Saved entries
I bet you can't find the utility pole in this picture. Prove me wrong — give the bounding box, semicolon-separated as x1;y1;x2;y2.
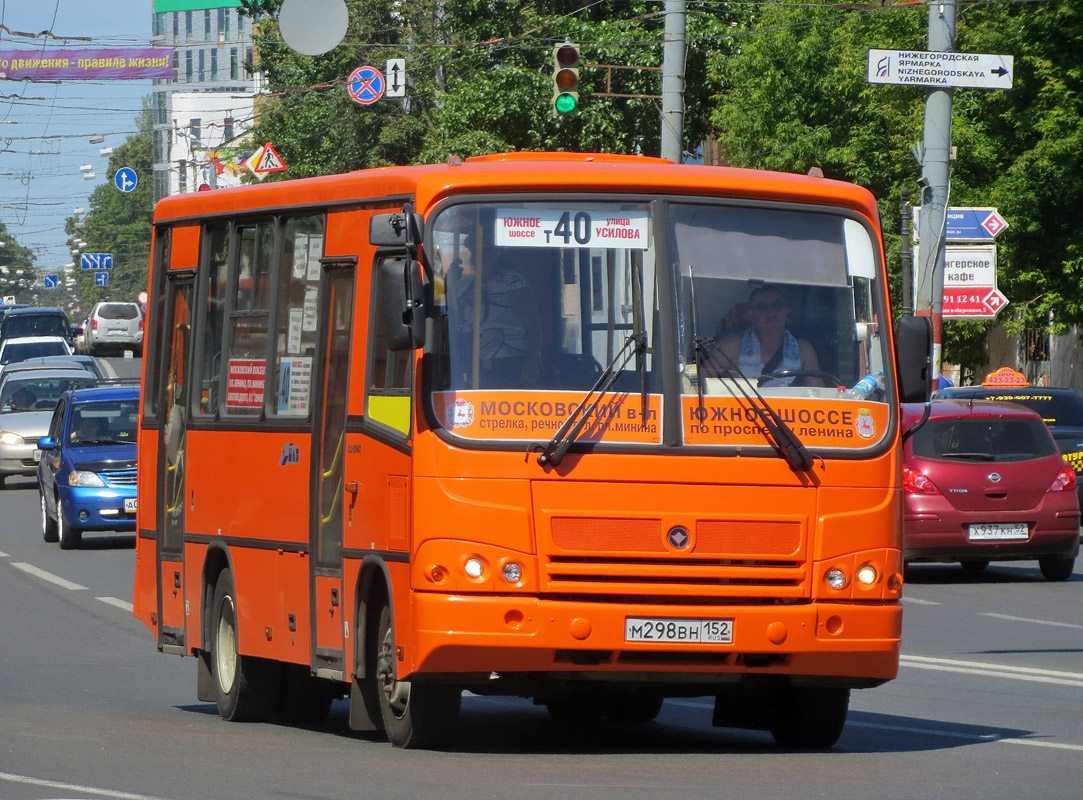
660;0;686;163
914;0;956;383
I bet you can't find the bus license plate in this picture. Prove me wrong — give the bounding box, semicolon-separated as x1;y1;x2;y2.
124;498;137;513
625;617;733;644
968;522;1028;541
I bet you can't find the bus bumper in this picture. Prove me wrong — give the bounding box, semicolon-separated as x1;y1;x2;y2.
407;593;901;687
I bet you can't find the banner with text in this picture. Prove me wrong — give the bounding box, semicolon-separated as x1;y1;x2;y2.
0;49;173;80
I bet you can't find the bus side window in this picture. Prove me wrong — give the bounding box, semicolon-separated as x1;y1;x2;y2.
366;255;412;436
224;222;273;416
270;214;324;418
194;223;228;418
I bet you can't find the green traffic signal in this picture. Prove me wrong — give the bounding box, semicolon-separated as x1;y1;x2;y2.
552;43;580;116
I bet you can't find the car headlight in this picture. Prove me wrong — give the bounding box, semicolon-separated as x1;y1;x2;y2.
0;431;25;446
69;470;106;487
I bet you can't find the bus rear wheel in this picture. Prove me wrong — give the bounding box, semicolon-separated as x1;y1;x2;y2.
210;568;280;722
769;686;849;749
375;603;460;748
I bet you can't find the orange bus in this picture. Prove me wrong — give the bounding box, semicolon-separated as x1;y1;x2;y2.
133;152;931;749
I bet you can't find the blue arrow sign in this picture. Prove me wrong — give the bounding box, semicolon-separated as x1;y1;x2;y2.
43;274;59;289
912;207;1009;242
115;166;138;193
94;271;109;287
80;253;114;270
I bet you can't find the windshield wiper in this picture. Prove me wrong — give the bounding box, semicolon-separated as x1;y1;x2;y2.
537;331;647;467
696;326;814;474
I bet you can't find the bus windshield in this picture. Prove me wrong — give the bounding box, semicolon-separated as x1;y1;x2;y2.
428;198;892;451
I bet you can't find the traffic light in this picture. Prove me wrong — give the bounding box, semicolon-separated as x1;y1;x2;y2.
552;43;580;116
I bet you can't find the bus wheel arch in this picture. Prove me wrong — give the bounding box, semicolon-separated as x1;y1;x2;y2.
348;559;392;734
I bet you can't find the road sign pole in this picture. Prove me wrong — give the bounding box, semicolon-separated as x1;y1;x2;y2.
915;0;956;383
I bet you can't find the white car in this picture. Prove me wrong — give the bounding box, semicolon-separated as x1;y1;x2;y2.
0;336;73;367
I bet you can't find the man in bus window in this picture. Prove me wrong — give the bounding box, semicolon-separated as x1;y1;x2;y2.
707;284;822;387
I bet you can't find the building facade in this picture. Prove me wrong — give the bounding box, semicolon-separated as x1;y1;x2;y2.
151;1;260;199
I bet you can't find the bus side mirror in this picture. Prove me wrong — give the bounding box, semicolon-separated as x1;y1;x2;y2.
895;315;932;403
369;212;424;246
380;259;426;352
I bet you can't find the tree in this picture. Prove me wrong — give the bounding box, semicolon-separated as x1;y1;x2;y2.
0;220;38;304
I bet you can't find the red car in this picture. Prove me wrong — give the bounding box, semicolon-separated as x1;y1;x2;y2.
902;400;1080;580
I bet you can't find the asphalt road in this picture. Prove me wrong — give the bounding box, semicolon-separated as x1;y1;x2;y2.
1;457;1080;799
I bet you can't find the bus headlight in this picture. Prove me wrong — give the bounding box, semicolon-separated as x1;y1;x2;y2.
502;562;522;583
464;557;484;579
825;568;847;590
856;563;878;585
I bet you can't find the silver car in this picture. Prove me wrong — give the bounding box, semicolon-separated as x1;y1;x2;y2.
0;369;99;488
87;302;143;355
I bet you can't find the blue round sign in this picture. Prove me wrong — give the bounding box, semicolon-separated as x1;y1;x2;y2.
348;66;384;105
115;167;138;193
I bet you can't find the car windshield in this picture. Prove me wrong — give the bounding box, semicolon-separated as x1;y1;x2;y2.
0;376;98;413
911;417;1057;462
3;314;69;339
0;340;69;364
69;398;139;445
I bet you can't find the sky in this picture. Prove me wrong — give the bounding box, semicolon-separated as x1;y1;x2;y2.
0;0;152;274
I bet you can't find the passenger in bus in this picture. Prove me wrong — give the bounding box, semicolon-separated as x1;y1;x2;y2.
707;284;822;386
449;246;542;387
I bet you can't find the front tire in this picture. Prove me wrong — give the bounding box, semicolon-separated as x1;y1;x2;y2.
210;568;280;721
769;686;849;749
1038;555;1075;582
375;603;460;748
41;491;58;543
57;502;82;550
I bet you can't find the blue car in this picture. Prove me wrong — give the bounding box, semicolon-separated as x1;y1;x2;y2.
38;384;139;549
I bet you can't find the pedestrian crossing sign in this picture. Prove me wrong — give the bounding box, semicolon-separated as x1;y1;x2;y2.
250;142;288;175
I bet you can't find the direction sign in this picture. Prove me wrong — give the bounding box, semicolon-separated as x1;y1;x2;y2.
942;287;1008;318
347;65;384;105
114;166;138;193
94;271;109;287
912;206;1008;242
80;252;114;271
385;58;405;97
43;274;59;289
944;245;997;286
867;49;1014;90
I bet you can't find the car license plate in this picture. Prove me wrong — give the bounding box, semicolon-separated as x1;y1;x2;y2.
968;522;1028;541
625;617;733;644
124;498;137;513
33;449;41;462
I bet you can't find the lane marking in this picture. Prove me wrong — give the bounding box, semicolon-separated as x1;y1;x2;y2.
97;595;134;612
0;770;172;800
902;596;941;605
0;549;9;557
901;654;1083;687
982;612;1083;631
11;562;87;591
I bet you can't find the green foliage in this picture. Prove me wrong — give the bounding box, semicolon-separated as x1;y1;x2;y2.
0;220;39;304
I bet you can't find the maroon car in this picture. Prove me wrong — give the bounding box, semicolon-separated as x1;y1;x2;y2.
902;400;1080;580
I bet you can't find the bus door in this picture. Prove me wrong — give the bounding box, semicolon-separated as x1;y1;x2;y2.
310;261;356;678
156;273;193;652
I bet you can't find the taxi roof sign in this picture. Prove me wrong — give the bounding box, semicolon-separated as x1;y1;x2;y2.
982;367;1029;388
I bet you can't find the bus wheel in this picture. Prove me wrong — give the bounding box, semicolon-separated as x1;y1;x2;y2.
375;604;460;748
211;568;280;722
769;686;849;749
41;492;58;543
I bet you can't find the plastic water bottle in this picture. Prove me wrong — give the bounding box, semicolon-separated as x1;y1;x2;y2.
844;371;882;400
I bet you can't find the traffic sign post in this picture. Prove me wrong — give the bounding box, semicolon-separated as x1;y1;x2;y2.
867;49;1013;89
114;167;138;193
43;275;59;289
942;244;1008;319
347;66;385;105
385;58;405;97
94;271;109;287
913;206;1008;242
80;253;114;270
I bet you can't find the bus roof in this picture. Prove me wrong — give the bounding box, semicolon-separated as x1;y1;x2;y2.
152;152;881;225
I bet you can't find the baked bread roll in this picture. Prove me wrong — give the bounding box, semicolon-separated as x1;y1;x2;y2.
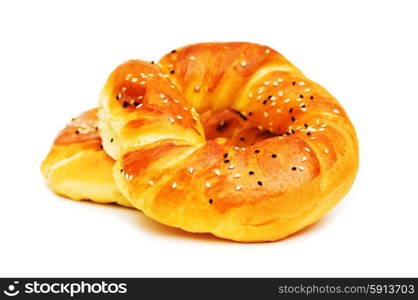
41;108;256;206
98;42;358;242
41;109;131;207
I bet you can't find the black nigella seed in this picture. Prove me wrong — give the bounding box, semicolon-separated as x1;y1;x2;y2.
223;153;228;158
209;199;213;204
171;49;177;53
151;61;155;64
120;169;124;173
116;93;122;100
224;160;230;163
272;154;277;158
285;132;290;136
307;132;311;136
289;108;293;113
249;112;253;116
267;95;272;100
304;123;308;128
292;167;297;171
257;181;263;186
291;116;296;122
75;130;79;134
170;70;175;74
291;129;295;134
249;171;255;175
123;101;128;108
310;96;314;100
254;149;260;153
292;81;296;85
240;137;245;141
299;95;304;98
110;138;114;143
262;100;267;105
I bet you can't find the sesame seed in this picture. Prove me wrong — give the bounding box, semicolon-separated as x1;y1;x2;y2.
333;109;340;114
304;88;311;92
299;81;305;86
176;115;183;120
264;81;270;86
188;167;194;174
174;99;180;103
235;185;242;191
149;180;154;185
228;165;235;169
299;166;305;171
284;98;290;103
324;148;329;154
160;93;165;99
301;156;307;162
171;182;177;189
263;112;269;118
241;61;247;67
205;181;211;188
129;175;133;181
194;85;201;92
305;147;311;152
278;91;283;97
116;93;122;100
233;174;241;178
131;77;138;83
189;55;196;61
169;116;175;123
140;81;146;85
265;49;271;54
214;169;221;176
163;99;169;104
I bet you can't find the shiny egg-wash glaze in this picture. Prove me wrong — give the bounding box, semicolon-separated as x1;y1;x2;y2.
41;108;262;206
41;109;131;207
98;42;358;242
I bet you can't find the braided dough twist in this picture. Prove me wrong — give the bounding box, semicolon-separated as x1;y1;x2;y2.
98;42;358;242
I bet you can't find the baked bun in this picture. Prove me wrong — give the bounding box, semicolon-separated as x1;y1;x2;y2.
41;109;131;207
41;108;253;207
98;42;358;242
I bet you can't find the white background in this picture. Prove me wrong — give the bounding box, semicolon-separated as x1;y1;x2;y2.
0;0;417;277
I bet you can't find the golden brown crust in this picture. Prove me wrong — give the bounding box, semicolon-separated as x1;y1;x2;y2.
41;109;131;207
98;42;358;242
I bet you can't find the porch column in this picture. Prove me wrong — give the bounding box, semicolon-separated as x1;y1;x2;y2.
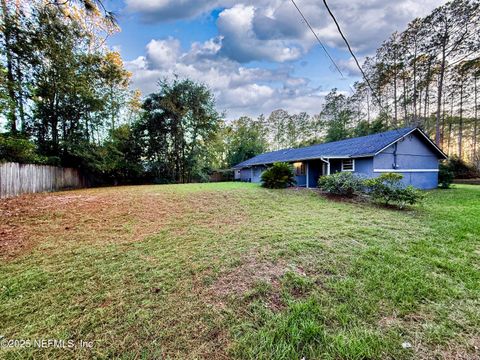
306;162;309;188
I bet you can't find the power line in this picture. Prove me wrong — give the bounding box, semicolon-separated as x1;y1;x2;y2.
321;0;382;108
290;0;345;79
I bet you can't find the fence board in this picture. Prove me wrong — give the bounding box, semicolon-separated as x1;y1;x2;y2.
0;162;84;198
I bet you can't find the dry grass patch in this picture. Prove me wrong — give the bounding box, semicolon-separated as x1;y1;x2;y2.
0;185;251;260
1;183;479;359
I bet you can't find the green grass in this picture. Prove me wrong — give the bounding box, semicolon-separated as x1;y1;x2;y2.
0;183;479;359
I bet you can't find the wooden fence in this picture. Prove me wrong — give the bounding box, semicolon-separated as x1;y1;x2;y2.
0;162;85;198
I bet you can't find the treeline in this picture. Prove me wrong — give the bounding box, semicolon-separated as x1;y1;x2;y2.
0;1;222;184
351;0;480;165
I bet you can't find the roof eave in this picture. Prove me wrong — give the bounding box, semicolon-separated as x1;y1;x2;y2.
234;154;375;168
374;128;448;159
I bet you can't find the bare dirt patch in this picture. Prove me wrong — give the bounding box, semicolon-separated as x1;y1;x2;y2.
204;251;305;311
0;188;187;260
415;337;480;360
0;187;250;260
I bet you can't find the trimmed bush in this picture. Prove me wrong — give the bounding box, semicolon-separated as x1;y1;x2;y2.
317;172;364;197
438;163;454;189
363;173;423;208
261;162;296;188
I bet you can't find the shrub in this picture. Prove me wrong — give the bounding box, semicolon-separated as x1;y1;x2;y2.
444;156;479;179
363;173;423;208
261;162;295;188
317;172;364;197
438;163;454;189
0;134;47;164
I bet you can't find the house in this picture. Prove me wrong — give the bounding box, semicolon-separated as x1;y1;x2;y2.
233;127;447;190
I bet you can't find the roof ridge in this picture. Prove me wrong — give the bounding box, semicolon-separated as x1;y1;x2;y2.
233;126;420;168
262;126;416;155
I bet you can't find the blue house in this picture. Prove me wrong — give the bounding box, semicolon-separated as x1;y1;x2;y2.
233;127;447;190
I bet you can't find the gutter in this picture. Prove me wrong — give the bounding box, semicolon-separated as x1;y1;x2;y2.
320;157;330;175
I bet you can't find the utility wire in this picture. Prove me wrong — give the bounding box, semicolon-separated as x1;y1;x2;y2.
321;0;383;108
290;0;345;79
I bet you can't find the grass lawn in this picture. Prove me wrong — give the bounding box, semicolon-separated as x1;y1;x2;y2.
0;183;479;359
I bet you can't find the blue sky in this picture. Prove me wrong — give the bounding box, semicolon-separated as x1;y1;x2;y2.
106;0;446;119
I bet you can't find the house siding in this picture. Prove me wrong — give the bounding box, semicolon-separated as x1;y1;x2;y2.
354;158;374;177
240;166;266;182
295;173;306;186
240;168;251;182
372;132;439;189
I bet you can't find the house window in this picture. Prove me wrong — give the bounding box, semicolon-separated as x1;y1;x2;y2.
341;159;355;172
293;162;305;176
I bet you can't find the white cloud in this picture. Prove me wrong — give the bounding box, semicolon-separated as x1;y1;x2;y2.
125;37;326;119
337;57;364;77
217;4;304;63
123;0;448;118
145;38;181;68
126;0;447;57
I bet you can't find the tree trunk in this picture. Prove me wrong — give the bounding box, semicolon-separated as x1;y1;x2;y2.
458;81;463;157
393;56;398;126
474;75;478;160
447;91;454;154
441;93;446;149
435;35;447;145
402;74;408;124
424;60;432;123
366;92;370;123
1;0;17;133
412;46;418;122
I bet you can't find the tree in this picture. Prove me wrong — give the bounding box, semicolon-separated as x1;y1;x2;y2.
139;78;221;183
31;6;106;162
99;51;131;131
0;0;35;134
344;0;480;166
100;124;144;184
320;89;354;142
267;109;290;150
423;0;479;145
225;116;268;167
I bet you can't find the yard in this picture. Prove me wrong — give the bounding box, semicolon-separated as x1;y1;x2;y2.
0;183;479;359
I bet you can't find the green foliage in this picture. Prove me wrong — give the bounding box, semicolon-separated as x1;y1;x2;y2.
138;78;221;183
438;163;454;188
321;89;355;142
353;115;388;137
443;156;479;179
260;162;295;188
364;173;424;208
225;116;268;168
100;125;144;184
58;125;144;186
318;172;364;197
0;134;46;164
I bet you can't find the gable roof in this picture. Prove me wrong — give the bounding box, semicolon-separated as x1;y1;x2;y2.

### Exercise brief
The answer must be the lines from the one containing "I bet you can't find the yard" through the last line of the records, written out exactly; please include nothing more.

### Output
I bet you can't find the yard in this picture. Prove me wrong — give the bounding box, semicolon-separated as x1;y1;x2;y2.
0;183;479;359
I bet you can't find the green foliage in this picture. Prove me wrong — give the bounding box, semicolon-separated as x1;y1;x2;y2.
138;78;221;183
438;163;454;188
321;89;355;142
353;115;388;137
443;156;479;179
260;162;295;188
364;173;424;208
225;116;268;168
100;125;144;184
58;125;144;186
318;172;364;197
0;134;46;164
I bet you can't find the gable roof in this picture. Prove me wrong — give the bounding box, semicolon-separated as x1;y1;x2;y2.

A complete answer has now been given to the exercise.